__AVAILABLE RECORDS__.

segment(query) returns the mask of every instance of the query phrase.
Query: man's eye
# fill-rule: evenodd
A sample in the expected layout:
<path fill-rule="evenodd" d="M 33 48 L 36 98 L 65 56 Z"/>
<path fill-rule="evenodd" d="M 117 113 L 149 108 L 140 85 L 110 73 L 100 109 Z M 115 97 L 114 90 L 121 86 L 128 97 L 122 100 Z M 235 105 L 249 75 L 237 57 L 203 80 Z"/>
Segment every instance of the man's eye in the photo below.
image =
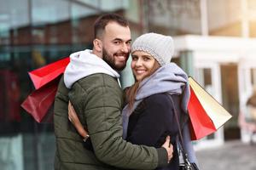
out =
<path fill-rule="evenodd" d="M 119 44 L 120 42 L 113 42 L 113 43 L 115 43 L 115 44 Z"/>
<path fill-rule="evenodd" d="M 129 41 L 129 42 L 126 42 L 126 44 L 127 45 L 130 45 L 131 43 L 131 41 Z"/>
<path fill-rule="evenodd" d="M 131 56 L 131 60 L 132 60 L 133 61 L 137 61 L 137 57 L 136 57 L 136 56 Z"/>

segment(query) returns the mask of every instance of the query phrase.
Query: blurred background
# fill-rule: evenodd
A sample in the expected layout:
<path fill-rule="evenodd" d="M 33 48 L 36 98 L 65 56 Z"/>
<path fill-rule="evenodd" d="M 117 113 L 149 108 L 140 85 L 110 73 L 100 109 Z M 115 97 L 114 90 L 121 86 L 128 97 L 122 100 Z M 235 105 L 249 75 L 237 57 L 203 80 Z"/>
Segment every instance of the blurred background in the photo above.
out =
<path fill-rule="evenodd" d="M 53 124 L 20 107 L 34 90 L 27 71 L 91 48 L 93 23 L 108 12 L 128 19 L 132 39 L 173 37 L 172 61 L 233 116 L 196 150 L 255 141 L 246 105 L 256 86 L 255 0 L 0 0 L 1 170 L 53 169 Z M 127 65 L 124 88 L 133 82 Z"/>

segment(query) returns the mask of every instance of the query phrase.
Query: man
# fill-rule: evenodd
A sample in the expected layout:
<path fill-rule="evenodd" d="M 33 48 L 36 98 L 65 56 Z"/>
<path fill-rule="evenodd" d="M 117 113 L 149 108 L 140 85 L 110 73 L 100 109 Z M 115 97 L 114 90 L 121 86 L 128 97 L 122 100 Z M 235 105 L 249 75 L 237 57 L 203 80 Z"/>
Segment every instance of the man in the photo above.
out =
<path fill-rule="evenodd" d="M 105 14 L 96 21 L 93 50 L 71 54 L 55 101 L 55 169 L 154 169 L 172 158 L 169 139 L 155 149 L 122 139 L 124 101 L 117 71 L 125 67 L 131 41 L 128 22 L 117 14 Z M 87 128 L 94 151 L 84 146 L 68 121 L 68 100 Z"/>

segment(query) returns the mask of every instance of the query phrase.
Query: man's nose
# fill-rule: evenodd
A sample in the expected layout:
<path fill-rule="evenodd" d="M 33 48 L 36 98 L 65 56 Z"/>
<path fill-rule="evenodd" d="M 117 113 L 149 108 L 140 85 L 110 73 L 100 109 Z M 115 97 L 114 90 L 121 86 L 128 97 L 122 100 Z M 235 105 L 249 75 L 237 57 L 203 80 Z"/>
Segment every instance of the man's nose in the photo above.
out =
<path fill-rule="evenodd" d="M 124 43 L 123 46 L 122 46 L 122 52 L 123 53 L 129 53 L 130 51 L 131 51 L 130 44 Z"/>

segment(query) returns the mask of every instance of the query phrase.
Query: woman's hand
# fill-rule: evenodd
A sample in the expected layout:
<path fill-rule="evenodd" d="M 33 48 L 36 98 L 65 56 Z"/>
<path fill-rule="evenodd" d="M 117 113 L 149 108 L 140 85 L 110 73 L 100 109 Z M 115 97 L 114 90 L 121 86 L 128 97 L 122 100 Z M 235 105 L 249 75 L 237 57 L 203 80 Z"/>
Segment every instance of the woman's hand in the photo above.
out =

__PROBLEM DESCRIPTION__. Copy everything from the start of the rows down to the line containing "131 56 L 131", requests included, multiplying each polygon coordinate in the answers by 0.8 and rounding to whole numbers with halves going up, while the numbers in the requests and their format samples stay as they are. Leave the pictures out.

__SOLUTION__.
segment(query) returns the mask of every instance of the query phrase.
Query: man's eye
# fill-rule: evenodd
A sample in the expected layout:
<path fill-rule="evenodd" d="M 33 48 L 36 98 L 65 56 Z"/>
<path fill-rule="evenodd" d="M 117 113 L 149 108 L 140 85 L 110 73 L 100 109 Z M 115 97 L 114 90 L 121 86 L 128 97 L 122 100 Z M 235 105 L 249 75 L 237 57 L 203 80 Z"/>
Segment every instance of the man's eye in the photo below.
image =
out =
<path fill-rule="evenodd" d="M 95 35 L 96 34 L 90 34 L 90 34 L 92 34 L 92 35 Z"/>
<path fill-rule="evenodd" d="M 103 33 L 103 34 L 101 34 L 101 35 L 102 36 L 104 36 L 105 34 L 105 33 Z"/>
<path fill-rule="evenodd" d="M 105 45 L 105 48 L 106 48 L 106 49 L 110 49 L 110 46 L 109 46 L 109 45 Z"/>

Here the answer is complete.